#### TEXTE DE LECTURE ####

Cette période charnière a vu le pays naviguer entre la nécessité d’investir massivement dans son développement et l’impératif de maintenir une dette soutenable.
Face à des ressources limitées et des besoins croissants, le gouvernement guinéen a dû faire preuve d’innovation et de prudence dans sa stratégie d’endettement. De l’évolution du stock de la dette à la diversification des sources de financement, en passant par le développement du marché financier intérieur, chaque décision prise durant cette période a contribué à façonner l’avenir économique du pays. Cette analyse approfondie nous plonge au cœur des défis, des succès et des perspectives de la gestion de la dette publique en Guinée, offrant un éclairage précieux sur les enjeux financiers auxquels font face les nations en développement dans leur quête de croissance et de stabilité économique.
Contexte et Objectifs
La réalisation des Objectifs du Programme de Référence Intérimaire PRI en Guinée exige des investissements considérables, notamment dans l’infrastructure, le capital humain, la résilience au changement climatique – La transition a porté le budget d’investissement à plus de 35% en moyenne du budget de l’Etat sous la période revue- . Cependant, comme dans de nombreux pays en développement, le gouvernement guinéen dispose de moyens restreints pour mobiliser des recettes publiques ou des investissements privés, tandis que les aides extérieures sont également limitées.
Le financement par l’emprunt joue un rôle crucial pour le développement de la Guinée, à condition que la dette soit bien gérée, transparente et utilisée dans le cadre d’une stratégie de croissance crédible. Un niveau d’endettement public non soutenable nuit à la croissance économique et a des conséquences préjudiciables pour les personnes les plus vulnérables. Cela freine les investissements privés, accroît les pressions sur les dépenses sociales et d’infrastructure, et limite les capacités du gouvernement à mettre en œuvre des réformes.
Évolution de la Dette Publique (2021-2023)
Évolution du stock de la dette publique :
2021 : 56 601,18 milliards GNF (35,52% du PIB)
2022 : 57 801,34 milliards GNF (33,94% du PIB)
2023 : 79 569,10 milliards GNF (39,29% du PIB)
2024 (prévision) : 33,61% du PIB
On observe une augmentation significative du stock de la dette entre 2021 et 2023, passant de 35,52% à 39,29% du PIB. Cependant, une baisse est prévue pour 2024 à 33,61% du PIB.
Composition de la dette :
En 2023, la dette était répartie comme suit :
Ce qui est intérieur : 50,64%
Ce qui est extérieur : 49,36%
Cette répartition relativement équilibrée entre la dette intérieure et extérieure témoigne d’une stratégie de diversification des sources de financement.

####

### TÂCHES À RÉALISER
1. Veuillez recopier mot pour mot le passage du texte sur la dette publique guinéenne allant de « 2022 : 57 801,34 » jusqu'à « 33,61% du PIB. ».
2. Répondez à ces questions sur le texte sur la dette publique guinéenne :
(a) Quelle part du PIB le stock de la dette publique représentait-il en 2022 ?
(b) Quel pourcentage de la dette était intérieur en 2023 ?
(c) Sous la période revue, à combien la transition a-t-elle porté le budget d'investissement, en moyenne, par rapport au budget de l'État ?
3. Poursuivez le texte sur la dette publique guinéenne à partir de sa dernière phrase.
Les entrées qui suivent proviennent d'une autre source que le texte sur la dette publique guinéenne.

#### INFORMATIONS FOURNIES ####

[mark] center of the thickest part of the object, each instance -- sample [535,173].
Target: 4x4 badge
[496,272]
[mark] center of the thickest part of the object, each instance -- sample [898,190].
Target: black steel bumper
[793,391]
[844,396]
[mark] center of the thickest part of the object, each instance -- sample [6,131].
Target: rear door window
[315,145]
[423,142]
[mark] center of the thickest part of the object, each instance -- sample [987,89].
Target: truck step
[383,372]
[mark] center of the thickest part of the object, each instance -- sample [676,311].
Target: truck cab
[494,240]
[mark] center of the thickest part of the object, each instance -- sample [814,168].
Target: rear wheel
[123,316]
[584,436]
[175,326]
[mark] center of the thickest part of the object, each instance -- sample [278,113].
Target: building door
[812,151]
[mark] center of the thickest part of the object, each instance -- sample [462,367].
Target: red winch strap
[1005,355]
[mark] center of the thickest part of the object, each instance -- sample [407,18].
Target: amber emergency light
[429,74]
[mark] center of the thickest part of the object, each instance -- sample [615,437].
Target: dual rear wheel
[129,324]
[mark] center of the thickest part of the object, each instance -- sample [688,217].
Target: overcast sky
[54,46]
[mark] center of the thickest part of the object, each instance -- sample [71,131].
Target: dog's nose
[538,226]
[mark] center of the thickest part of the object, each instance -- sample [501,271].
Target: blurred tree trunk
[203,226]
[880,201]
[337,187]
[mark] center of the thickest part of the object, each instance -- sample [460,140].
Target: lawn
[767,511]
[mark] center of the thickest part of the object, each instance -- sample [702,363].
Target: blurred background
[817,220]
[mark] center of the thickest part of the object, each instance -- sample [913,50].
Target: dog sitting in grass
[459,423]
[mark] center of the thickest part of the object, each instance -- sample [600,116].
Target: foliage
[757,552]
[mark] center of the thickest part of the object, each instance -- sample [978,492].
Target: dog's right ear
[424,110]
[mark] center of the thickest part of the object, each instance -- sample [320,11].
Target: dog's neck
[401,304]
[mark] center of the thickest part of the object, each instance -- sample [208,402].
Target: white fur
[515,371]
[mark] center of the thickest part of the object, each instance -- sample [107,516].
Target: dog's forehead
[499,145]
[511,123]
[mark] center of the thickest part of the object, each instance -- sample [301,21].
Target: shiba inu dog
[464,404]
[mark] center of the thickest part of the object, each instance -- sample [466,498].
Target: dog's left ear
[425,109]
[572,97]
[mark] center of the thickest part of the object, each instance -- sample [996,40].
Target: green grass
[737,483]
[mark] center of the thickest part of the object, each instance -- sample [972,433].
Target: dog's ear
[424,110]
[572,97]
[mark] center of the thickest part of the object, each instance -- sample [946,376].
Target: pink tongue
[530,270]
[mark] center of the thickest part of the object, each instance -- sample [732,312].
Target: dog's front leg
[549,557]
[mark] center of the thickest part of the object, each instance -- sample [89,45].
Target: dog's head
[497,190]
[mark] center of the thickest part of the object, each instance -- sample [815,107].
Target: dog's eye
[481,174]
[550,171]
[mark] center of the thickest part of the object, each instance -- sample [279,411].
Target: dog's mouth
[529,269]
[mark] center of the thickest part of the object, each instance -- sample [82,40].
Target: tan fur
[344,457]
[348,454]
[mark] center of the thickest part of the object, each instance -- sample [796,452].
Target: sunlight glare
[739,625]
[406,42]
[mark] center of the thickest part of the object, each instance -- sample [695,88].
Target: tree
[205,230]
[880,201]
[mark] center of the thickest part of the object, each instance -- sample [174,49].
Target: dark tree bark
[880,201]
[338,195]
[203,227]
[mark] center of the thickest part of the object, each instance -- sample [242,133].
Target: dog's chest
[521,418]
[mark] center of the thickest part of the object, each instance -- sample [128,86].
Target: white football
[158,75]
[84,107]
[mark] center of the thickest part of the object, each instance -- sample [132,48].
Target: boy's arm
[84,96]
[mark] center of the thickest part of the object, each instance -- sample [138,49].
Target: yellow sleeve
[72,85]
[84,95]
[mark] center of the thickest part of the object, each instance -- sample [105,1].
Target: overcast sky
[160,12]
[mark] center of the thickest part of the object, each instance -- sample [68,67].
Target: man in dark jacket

####

### RÉPONSES DE L'EXERCICE
1.
2022 : 57 801,34 milliards GNF (33,94% du PIB)
2023 : 79 569,10 milliards GNF (39,29% du PIB)
2024 (prévision) : 33,61% du PIB
On observe une augmentation significative du stock de la dette entre 2021 et 2023, passant de 35,52% à 39,29% du PIB. Cependant, une baisse est prévue pour 2024 à 33,61% du PIB.

2.
(a) 33,94 % du PIB.
(b) 50,64 %.
(c) À plus de 35 % du budget de l'État.

3.
Service de la dette :
Le service de la dette a augmenté de 23,24% entre 2021 et 2023, passant de 12 767,10 milliards GNF à 15 723,55 milliards GNF. En 2023, 90,56% du service concernait la dette intérieure.
Tirages et émissions :
A noter une réduction de 40,35% des tirages et émissions entre 2021 et 2023, passant de 31 203,47 milliards GNF à 18 613,33 milliards GNF. Cependant, les émissions sur le marché financier intérieur ont progressé de 39,19% sur la même période.
Répartition des Paiements d’Intérêt et Remboursements de Principal
Les paiements d’intérêt ont augmenté de 128,78 milliards GNF en 2023, avec une répartition de 52,60% pour la dette extérieure et 47,40% pour la dette intérieure. Les remboursements de principal ont augmenté de 1 719,70 milliards GNF en 2023, avec une répartition de 6,21% pour la dette extérieure et 93,79% pour la dette intérieure.
Pour assurer la soutenabilité de la dette, il est crucial de continuer à surveiller et à ajuster les stratégies de financement en fonction des besoins de développement et des capacités de remboursement. La transparence et la gestion prudente des ressources publiques sont essentielles pour maintenir la stabilité financière à long terme.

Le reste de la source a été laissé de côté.